Exercise description: Recast all the items below as one numbered list, leaving out any blank lines. Please omit the pictures from your answer.

Material for this exercise:
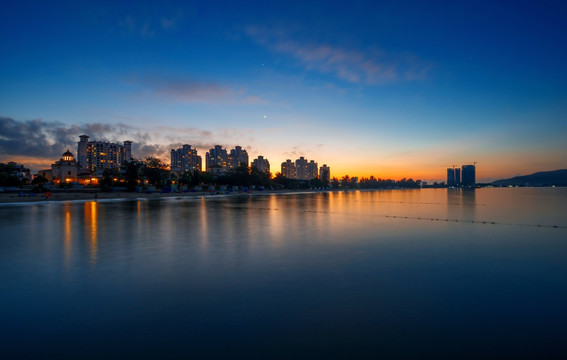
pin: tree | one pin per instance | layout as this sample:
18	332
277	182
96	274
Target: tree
155	171
108	176
132	173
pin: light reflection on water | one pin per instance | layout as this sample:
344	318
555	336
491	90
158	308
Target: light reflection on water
368	273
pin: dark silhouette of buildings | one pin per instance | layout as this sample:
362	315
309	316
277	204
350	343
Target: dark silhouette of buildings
469	176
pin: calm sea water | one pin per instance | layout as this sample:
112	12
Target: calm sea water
369	274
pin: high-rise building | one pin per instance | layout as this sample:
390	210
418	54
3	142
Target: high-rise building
469	175
185	159
95	156
217	160
451	177
261	164
288	169
237	157
311	170
301	168
325	174
457	176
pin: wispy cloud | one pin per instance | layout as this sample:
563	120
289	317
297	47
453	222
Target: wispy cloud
148	25
179	89
371	66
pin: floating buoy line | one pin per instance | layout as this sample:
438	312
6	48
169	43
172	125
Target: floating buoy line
421	218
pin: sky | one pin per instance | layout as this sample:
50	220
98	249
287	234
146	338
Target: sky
391	89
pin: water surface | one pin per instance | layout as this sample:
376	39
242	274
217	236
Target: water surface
366	274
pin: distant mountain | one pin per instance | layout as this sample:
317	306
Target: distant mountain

Response for this exercise:
1. pin: tree | one pin per instance | layout as this sample:
2. 18	332
3. 277	182
4. 96	274
5. Target: tree
6. 155	171
7. 108	176
8. 132	173
9. pin: light reflection on water | one pin per instance | layout as this sample:
10. 344	318
11. 555	336
12. 491	90
13. 158	308
14. Target: light reflection on water
15. 368	273
16. pin: dark silhouette of buildings | one pin per instance | layout as this sample:
17. 362	315
18. 309	316
19. 277	204
20. 350	343
21. Target: dark silhouette of buildings
22. 469	176
23. pin: calm sea water | one pin per instance | layout as this sample:
24. 112	12
25. Target: calm sea water
26. 369	274
27. pin: high-rise building | one pin per instance | layout as this sample:
28. 390	210
29. 418	54
30. 3	142
31. Target: high-rise building
32. 469	175
33. 185	159
34. 95	156
35. 217	160
36. 451	177
37. 261	164
38. 288	169
39. 237	157
40. 311	170
41. 301	168
42. 325	174
43. 457	176
44. pin: wispy cloud | one pin per instance | layout as this sample:
45. 563	120
46. 289	317
47. 297	47
48. 453	222
49. Target: wispy cloud
50. 148	25
51. 179	89
52. 371	66
53. pin: floating buoy line | one pin per instance | layout as this sample:
54. 438	312
55. 6	48
56. 169	43
57. 172	125
58. Target: floating buoy line
59. 421	218
60. pin: sky | one pin per instance | layout as this sample:
61. 50	220
62. 98	249
63. 287	234
64. 146	338
65. Target: sky
66. 391	89
67. pin: water surface | one pin per instance | layout as this sample:
68. 376	39
69. 242	274
70. 217	236
71. Target: water surface
72. 366	274
73. pin: distant mountain | one pin per instance | layout as this sample:
74. 317	306
75. Target: distant mountain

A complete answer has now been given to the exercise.